__Zu erledigende Aufgaben__
[1] Gib den Abschnitt des Kommentartexts von „Fachliteratur  Kommentare und“ bis „Bauleistungen (VOB)“ wortgetreu wieder.
[2] Innerhalb welcher Frist verjährt laut dem Kommentartext der Anspruch aus der Bürgschaft?

__Gezeigter Text__

════════════════

Fachliteratur  Kommentare und Handbücher  Bauvertragsrecht nach BGB und VOB/B  Teil 2 VOB/B  § 17 VOB/B Sicherheitsleistung  D. § 17 Abs. 4 VOB/B: Sicherheitsleistung durch Bürgschaft 

Werk:
Bauvertragsrecht nach BGB und VOB/B
Herausgeber:
Mark von Wietersheim
Autor:
Ioannis Lazos
Stand:
Januar 2018
Thema:
Bauleistungen (VOB)
Auflage:
4. Auflage

VI. Verjährung

28

Wie unter Rn. 17 bereits dargestellt, ist die Bürgschaftsschuld akzessorisch, d.h. sie hängt vom Inhalt, Umfang und Bestehen der Hauptforderung des Auftraggebers gegen den Auftragnehmer ab, sodass beispielsweise der Bürge nicht mehr in Anspruch genommen werden kann, wenn der Mangelanspruch des Auftraggebers gegen den Auftragnehmer bereits verjährt ist.

29

Da die Bürgschaftsschuld aber, wie ebenfalls bereits dargestellt, einen eigenständigen Anspruch des Auftraggebers gegenüber dem Bürgen darstellt, kann diese auch unabhängig von der Hauptschuld, d.h. auch vor der Hauptschuld verjähren. Der Anspruch aus der Bürgschaft verjährt nämlich gemäß § 195 BGB in der sogenannten regelmäßigen Verjährungsfrist von drei Jahren, beginnend mit der Entstehung des Anspruchs und der Kenntnis bzw. dem Kennenmüssen des Auftraggebers von den anspruchsbegründenden Umständen. Der Bürgschaftsanspruch seinerseits entsteht mit Fälligkeit der gesicherten Forderung, was für den Auftraggeber große Gefahren birgt.

30
Beispiel:

Der Auftraggeber vereinbart mit dem Auftragnehmer eine Verjährungsfrist für Mängelansprüche von fünf Jahren. Sicherheit wird geleistet durch Stellung einer Bürgschaft nach den Vorgaben aus § 17 VOB/B. Im ersten Jahr der Verjährungsfrist stellt der Auftraggeber einen Mangel fest, den er mit Fristsetzung zur Mängelbeseitigung gegenüber dem Auftragnehmer rügt. Es folgt ein längerer Zeitraum, in dem sich die Bauvertragsparteien über die Mangelbeseitigungspflicht des Auftragnehmers auseinandersetzen. Im fünften Jahr und vor Beseitigung der Mängel fällt der Auftragnehmer in die Insolvenz. Der Auftraggeber wendet sich an den Bürgen und verlangt Kostenvorschuss für die Beseitigung der gerügten Mängel. Der Bürge wendet die Verjährung des Bürgschaftsanspruchs ein. Zu recht. Zwar ist die Hauptforderung noch nicht verjährt, da die Verjährungsfrist der Mängelansprüche noch nicht abgelaufen war. Die Verjährungsfrist der dreijährigen Verjährung des Bürgschaftsanspruchs begann jedoch bereits im ersten Jahr nach Abnahme, da mit Ablauf der Fristsetzung zur Mängelbeseitigung bereits der Kostenvorschussanspruch des Auftraggebers gegenüber dem Auftragnehmer entstanden war, mithin auch der Bürgschaftsanspruch fällig wurde.

════════════════

__Gezeigtes Material__
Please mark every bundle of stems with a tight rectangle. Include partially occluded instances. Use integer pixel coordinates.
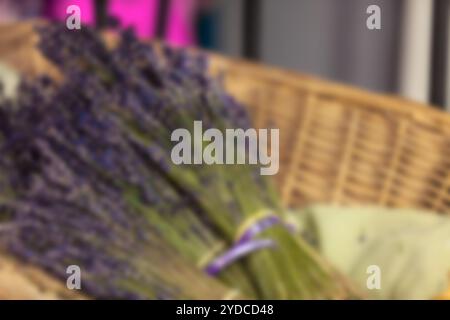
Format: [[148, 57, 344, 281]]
[[2, 25, 355, 299]]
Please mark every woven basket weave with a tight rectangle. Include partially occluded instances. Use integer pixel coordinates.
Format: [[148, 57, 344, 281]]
[[210, 57, 450, 213], [0, 24, 450, 298]]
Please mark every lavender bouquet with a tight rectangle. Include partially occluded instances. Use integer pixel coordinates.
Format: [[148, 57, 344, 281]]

════════════════

__Antworten je Punkt__
[1]
Fachliteratur  Kommentare und Handbücher  Bauvertragsrecht nach BGB und VOB/B  Teil 2 VOB/B  § 17 VOB/B Sicherheitsleistung  D. § 17 Abs. 4 VOB/B: Sicherheitsleistung durch Bürgschaft 

Werk:
Bauvertragsrecht nach BGB und VOB/B
Herausgeber:
Mark von Wietersheim
Autor:
Ioannis Lazos
Stand:
Januar 2018
Thema:
Bauleistungen (VOB)

[2] In der regelmäßigen Verjährungsfrist von drei Jahren gemäß § 195 BGB.